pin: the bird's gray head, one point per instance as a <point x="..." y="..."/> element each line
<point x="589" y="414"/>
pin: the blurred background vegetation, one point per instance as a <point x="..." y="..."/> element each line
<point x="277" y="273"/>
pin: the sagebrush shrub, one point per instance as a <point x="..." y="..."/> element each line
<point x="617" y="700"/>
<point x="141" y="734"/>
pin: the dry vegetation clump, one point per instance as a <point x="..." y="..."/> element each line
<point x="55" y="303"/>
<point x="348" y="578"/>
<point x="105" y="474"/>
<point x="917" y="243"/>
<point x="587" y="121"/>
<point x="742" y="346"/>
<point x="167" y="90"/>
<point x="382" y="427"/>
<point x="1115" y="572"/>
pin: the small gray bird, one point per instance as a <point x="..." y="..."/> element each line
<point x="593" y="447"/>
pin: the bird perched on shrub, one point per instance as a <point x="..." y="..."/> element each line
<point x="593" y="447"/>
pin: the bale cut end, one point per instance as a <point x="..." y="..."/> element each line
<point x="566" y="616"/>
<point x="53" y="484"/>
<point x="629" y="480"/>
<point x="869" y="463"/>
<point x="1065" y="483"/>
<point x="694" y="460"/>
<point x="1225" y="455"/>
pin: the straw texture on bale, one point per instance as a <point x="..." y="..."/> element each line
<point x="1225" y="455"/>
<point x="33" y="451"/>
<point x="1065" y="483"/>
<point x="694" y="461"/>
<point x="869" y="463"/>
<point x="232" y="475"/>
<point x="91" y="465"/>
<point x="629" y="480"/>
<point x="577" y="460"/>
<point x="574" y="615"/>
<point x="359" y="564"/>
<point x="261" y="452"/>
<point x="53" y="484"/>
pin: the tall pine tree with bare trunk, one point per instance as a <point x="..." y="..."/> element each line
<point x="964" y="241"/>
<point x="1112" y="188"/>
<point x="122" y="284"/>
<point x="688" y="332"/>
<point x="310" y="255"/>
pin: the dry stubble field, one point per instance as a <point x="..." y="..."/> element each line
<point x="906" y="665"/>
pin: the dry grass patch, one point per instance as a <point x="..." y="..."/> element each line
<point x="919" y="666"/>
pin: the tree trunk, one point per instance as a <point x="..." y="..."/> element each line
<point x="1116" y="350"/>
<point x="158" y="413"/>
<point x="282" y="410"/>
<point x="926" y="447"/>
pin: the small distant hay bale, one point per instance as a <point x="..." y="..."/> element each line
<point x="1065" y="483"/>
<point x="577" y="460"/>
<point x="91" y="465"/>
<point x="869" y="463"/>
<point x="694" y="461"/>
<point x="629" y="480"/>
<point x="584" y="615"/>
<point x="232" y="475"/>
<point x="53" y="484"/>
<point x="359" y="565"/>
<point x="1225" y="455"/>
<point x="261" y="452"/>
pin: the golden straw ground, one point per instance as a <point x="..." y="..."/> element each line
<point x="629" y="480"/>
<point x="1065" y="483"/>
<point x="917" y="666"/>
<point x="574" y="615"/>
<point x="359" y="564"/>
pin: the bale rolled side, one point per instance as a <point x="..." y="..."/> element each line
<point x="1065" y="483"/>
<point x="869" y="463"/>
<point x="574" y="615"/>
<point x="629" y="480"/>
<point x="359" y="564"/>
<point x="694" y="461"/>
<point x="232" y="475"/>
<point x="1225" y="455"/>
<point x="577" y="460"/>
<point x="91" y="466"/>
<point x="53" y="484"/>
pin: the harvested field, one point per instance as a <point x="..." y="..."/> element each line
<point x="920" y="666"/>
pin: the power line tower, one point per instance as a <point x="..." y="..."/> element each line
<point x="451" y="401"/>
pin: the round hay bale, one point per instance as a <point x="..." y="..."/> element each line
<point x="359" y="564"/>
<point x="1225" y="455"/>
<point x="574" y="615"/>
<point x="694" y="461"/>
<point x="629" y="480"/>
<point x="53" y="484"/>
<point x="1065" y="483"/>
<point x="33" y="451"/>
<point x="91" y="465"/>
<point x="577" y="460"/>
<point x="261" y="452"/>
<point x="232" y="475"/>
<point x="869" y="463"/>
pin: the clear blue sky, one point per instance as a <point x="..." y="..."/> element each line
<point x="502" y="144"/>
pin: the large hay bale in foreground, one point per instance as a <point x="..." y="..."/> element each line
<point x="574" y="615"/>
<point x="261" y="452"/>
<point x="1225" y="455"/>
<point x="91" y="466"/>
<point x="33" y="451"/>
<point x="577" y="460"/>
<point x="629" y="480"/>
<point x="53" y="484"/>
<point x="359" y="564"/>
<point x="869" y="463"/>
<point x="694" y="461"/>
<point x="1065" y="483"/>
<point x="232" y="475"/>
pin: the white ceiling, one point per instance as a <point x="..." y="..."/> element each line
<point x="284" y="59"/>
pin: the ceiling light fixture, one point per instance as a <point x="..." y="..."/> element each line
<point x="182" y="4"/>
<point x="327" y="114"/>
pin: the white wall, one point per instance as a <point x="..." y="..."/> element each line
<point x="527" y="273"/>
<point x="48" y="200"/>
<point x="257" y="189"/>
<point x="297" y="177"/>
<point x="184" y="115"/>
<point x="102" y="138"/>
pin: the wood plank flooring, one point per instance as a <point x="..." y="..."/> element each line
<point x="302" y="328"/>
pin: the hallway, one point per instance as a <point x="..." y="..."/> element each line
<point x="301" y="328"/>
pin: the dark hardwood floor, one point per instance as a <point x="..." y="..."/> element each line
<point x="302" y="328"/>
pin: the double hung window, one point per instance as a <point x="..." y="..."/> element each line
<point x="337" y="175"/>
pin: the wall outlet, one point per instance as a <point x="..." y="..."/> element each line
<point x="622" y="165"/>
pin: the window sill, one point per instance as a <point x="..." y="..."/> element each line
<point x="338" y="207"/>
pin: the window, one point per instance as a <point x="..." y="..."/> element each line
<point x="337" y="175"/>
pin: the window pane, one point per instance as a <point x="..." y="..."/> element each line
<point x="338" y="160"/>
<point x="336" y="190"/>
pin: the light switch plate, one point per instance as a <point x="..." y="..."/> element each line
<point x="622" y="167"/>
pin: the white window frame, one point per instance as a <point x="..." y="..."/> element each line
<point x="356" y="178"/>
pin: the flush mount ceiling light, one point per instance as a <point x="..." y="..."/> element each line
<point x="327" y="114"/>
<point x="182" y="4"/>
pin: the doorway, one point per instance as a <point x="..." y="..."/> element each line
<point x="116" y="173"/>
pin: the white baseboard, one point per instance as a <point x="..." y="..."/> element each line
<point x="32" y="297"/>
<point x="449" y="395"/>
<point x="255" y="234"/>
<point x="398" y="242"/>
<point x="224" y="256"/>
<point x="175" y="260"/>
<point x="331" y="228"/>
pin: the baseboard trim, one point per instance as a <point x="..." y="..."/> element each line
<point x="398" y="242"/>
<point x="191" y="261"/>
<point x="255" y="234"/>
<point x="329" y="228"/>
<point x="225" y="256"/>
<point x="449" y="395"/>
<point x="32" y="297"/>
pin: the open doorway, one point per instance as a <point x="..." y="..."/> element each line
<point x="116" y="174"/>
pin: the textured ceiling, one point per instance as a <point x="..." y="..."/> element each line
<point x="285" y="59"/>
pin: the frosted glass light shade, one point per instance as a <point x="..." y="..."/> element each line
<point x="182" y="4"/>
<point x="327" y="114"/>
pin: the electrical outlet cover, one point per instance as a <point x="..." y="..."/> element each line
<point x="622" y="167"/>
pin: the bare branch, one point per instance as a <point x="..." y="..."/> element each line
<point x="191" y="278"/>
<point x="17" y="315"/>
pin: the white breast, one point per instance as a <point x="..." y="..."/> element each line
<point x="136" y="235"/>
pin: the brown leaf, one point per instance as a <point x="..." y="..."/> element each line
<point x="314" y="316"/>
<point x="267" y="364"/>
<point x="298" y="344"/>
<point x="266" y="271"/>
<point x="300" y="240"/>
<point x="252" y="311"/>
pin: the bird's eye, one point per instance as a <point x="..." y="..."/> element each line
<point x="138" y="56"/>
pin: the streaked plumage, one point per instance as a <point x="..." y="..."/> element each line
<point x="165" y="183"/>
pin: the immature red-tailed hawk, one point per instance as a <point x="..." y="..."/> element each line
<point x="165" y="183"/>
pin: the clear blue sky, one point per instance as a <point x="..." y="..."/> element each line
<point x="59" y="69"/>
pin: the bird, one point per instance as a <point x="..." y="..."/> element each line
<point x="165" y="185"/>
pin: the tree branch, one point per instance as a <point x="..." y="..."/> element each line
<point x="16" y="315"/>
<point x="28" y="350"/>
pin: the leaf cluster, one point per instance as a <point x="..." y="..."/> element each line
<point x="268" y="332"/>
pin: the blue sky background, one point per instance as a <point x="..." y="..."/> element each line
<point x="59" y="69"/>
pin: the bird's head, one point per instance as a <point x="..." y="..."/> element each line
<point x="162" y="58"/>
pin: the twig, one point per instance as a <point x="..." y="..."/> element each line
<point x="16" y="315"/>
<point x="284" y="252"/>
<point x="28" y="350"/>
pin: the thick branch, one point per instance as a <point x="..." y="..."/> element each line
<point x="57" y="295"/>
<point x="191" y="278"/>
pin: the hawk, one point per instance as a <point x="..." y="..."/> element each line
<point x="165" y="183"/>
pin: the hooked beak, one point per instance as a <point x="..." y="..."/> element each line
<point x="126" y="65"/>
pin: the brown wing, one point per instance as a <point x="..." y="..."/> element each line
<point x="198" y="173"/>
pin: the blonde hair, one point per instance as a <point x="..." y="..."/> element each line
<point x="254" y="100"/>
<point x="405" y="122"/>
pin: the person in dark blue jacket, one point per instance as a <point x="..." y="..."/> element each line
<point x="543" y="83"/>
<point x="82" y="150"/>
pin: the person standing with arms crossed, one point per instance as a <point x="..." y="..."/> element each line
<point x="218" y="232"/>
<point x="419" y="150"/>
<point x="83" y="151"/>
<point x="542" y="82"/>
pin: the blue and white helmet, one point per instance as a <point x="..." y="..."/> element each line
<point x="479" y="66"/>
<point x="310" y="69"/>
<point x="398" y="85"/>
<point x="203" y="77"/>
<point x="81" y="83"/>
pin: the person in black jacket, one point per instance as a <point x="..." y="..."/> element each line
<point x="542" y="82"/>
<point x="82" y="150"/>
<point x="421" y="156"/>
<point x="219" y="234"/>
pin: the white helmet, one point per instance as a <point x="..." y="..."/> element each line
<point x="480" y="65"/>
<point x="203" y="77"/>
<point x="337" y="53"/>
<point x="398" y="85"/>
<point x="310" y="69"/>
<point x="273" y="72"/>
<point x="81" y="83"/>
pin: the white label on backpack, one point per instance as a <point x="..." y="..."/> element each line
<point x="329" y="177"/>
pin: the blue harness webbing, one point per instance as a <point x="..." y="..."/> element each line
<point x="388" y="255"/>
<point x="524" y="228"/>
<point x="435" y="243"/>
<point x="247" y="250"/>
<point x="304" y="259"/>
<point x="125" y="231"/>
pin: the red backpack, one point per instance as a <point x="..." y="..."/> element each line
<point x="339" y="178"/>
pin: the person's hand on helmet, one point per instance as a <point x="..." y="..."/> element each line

* What you need to do
Nothing but the lines from the one holding "pin: the white helmet, one" to the end of the entries should be returned, each exactly as it stands.

* Expected answer
pin: the white helmet, one point per instance as a <point x="..." y="..."/> element each line
<point x="480" y="65"/>
<point x="203" y="77"/>
<point x="337" y="53"/>
<point x="398" y="85"/>
<point x="310" y="69"/>
<point x="273" y="72"/>
<point x="81" y="83"/>
pin: the white label on backpack, one point per instance as a <point x="..." y="..."/> element each line
<point x="329" y="177"/>
pin: the blue harness webbing, one point per instance as a <point x="..." y="..."/> element each line
<point x="388" y="255"/>
<point x="524" y="228"/>
<point x="435" y="243"/>
<point x="247" y="250"/>
<point x="304" y="259"/>
<point x="125" y="231"/>
pin: the red backpack, one point per instance as a <point x="..." y="..."/> element each line
<point x="339" y="178"/>
pin: the person's hand on helmet, one point per instance as a <point x="..." y="..."/> element each line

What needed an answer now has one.